• [What this exercise asks]
1/ In the plot summary below, list every actor whose name appears in parentheses.
2/ Reproduce the plot summary word for word from "Frank attempts to" to "for her safety.".

• [Reading text]
....
After subjecting himself to beatings in an illegal mixed martial arts ring to atone for his perceived guilt for the murders, Frank is rescued by Pittsburgh Police officer Hank Strode (Karl Urban), whom Frank met earlier at the station. However, when Strode informs Frank that his family's case has become “cold," Frank leaves, dismayed and depressed. Later, when getting involved in a fight to help a child prostitute, Frank falls through a window of a book store, where he fortuitously grabs Marcus Aurelius’s Meditations to help stop the bleeding of a leg wound. Frank reads parts of the book and changes his attitude about what he should do next and how he should proceed, adopting a Stoic philosophy. He then takes a Stoic vow of silence until the case is solved and sets out to learn the skills required to do so.

After learning combat skills with masters of karate and Brazilian jiu-jitsu, Frank goes to the train yard, where the crime took place, to investigate. He encounters Russian thugs and defeats them, though he is injured in the process by a bullet. A nurse, Alma (Paz Vega), arrives and brings him to her home to treat his injuries. The next day, Frank returns to his home. On the way, he adopts a dog previously owned by his attackers. Later, Alma approaches to return his wallet, which he left at her place. Alma learns about his family’s death and the yard, and she befriends him.

Frank attempts to find the potential witness who lives in a makeshift shelter, but he loses him. As he drives Alma home later, she reveals that the shelter Frank investigated was the home of a man called “Mr. Shivers” (Clint Dyer), who works as a cook at the local diner. After he drops Alma off, Russian gang members appear and ask Alma if she is going to continue supplying drugs to them. Frank suddenly appears and incapacitates them. She explains that she worked with them for a year, stealing drugs from her hospital for them. Frank takes her to his home for her safety.
....
• [Given records]
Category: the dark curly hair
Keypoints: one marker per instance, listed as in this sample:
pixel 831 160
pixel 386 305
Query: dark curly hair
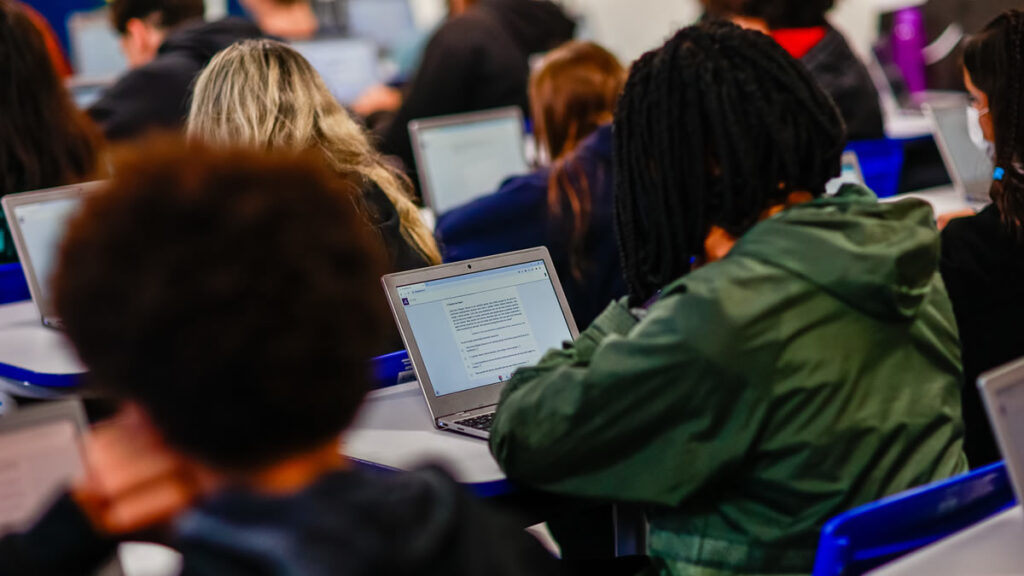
pixel 994 59
pixel 232 294
pixel 713 128
pixel 167 13
pixel 777 13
....
• [Task-by-task answers]
1/ Karl Urban, Paz Vega, Clint Dyer

2/
Frank attempts to find the potential witness who lives in a makeshift shelter, but he loses him. As he drives Alma home later, she reveals that the shelter Frank investigated was the home of a man called “Mr. Shivers” (Clint Dyer), who works as a cook at the local diner. After he drops Alma off, Russian gang members appear and ask Alma if she is going to continue supplying drugs to them. Frank suddenly appears and incapacitates them. She explains that she worked with them for a year, stealing drugs from her hospital for them. Frank takes her to his home for her safety.